- SELECTED EXCERPT

How to integrate $\int (\sqrt{x^{3}+6x^{2}+11x+6})dx$?

Question

How to integrate $$\int (\sqrt{x^{3}+6x^{2}+11x+6})dx$$ ? I am trying to evaluate this integral by factorizing $x^{3}+6x^{2}+11x+6$. Therefore, we can write that $x^{3}+6x^{2}+11x+6=(x+1)(x+2)(x+3)$. Therefore the above integral will become $$\int (\sqrt{(x+1)(x+2)(x+3)})dx$$. Now here if we substitute $(x+1)=t$, then the above integral will become $$\int (\sqrt{t(t+1)(t+2)})dt$$. Now again here I am thinking of substituting $(t+1)=u$. Therefore after this step we can write the above integral as $$\int (\sqrt{(u-1)u(u+1)})du$$. Therefore we can write this integral as $$\int (\sqrt{u(u^{2}-1)})du$$. Now here I am thinking of substituting $u=\sec(\theta)$. Therefore, $du=\sec(\theta)\tan(\theta)d\theta$. Therefore the above integral will become $$\int (\sec(\theta))^{\frac{3}{2}}|\tan(\theta)|(\tan(\theta))d\theta$$. Now here $3$ cases will arise. $1^{st}$ case- $|\tan(\theta)|=\tan(\theta)$[when $\tan(\theta)>0$] , $2^{nd}$ case- $|\tan(\theta)|=-\tan(\theta)$[when $\tan(\theta)<0$] , $3^{rd}$ case- $|\tan(\theta)|=0$[when $\tan(\theta)=0$]. Therefore for the $1^{st}$ case the above integral will become $$\int \frac{\sin^{2}(\theta)}{(\cos(\theta))^{\frac{7}{2}}}d\theta$$. For the $2^{nd}$ case the above integral will become $$-\int \frac{\sin^{2}(\theta)}{(\cos(\theta))^{\frac{7}{2}}}d\theta$$. And lastly for the $3^{rd}$ case the result of the above integral will be $0$. Now I am facing problem to integrate the $1^{st}$ and the $2^{nd}$ cases. Please help me out with this integral.

- THE TASKS
A - Which substitutions does the integral question make, in the order it makes them?
B - Can you write what comes next in the integral question, picking up after its last sentence?
The data that follows was drawn from a separate source.

Records from a collection:
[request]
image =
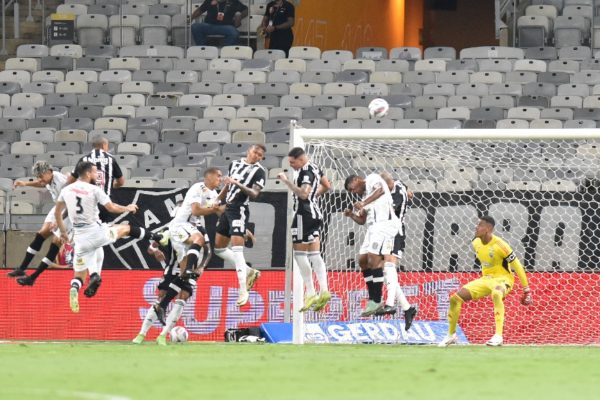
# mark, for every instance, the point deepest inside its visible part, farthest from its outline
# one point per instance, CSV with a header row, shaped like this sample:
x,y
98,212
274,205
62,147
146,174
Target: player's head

- EXERCISE RESPONSES
A - $(x+1)=t$; $(t+1)=u$; $u=\sec(\theta)$

B -
Answer 1

If you do not want (or cannot) use hypergeometric functions or elliptic integrals, the simplest would probably to use the series expansion $$\sqrt{(x+1)(x+2)(x+3)}=\sum_{n=0}^\infty a_n\, x^n$$ where $$a_n=-\frac{11 (2 n-3)}{12 n}\,a_{n-1}-\frac{n-3}{n}\,a_{n-2}-\frac{2 n-9}{12 n}\,a_{n-3}$$ where $$a_0=\sqrt{6} \qquad \qquad a_1=\frac{11}{2 \sqrt{6}} \qquad \qquad a_2=\frac{23}{48 \sqrt{6}}$$ and integrate termwise.

The problem would probably be a quite slow convergence.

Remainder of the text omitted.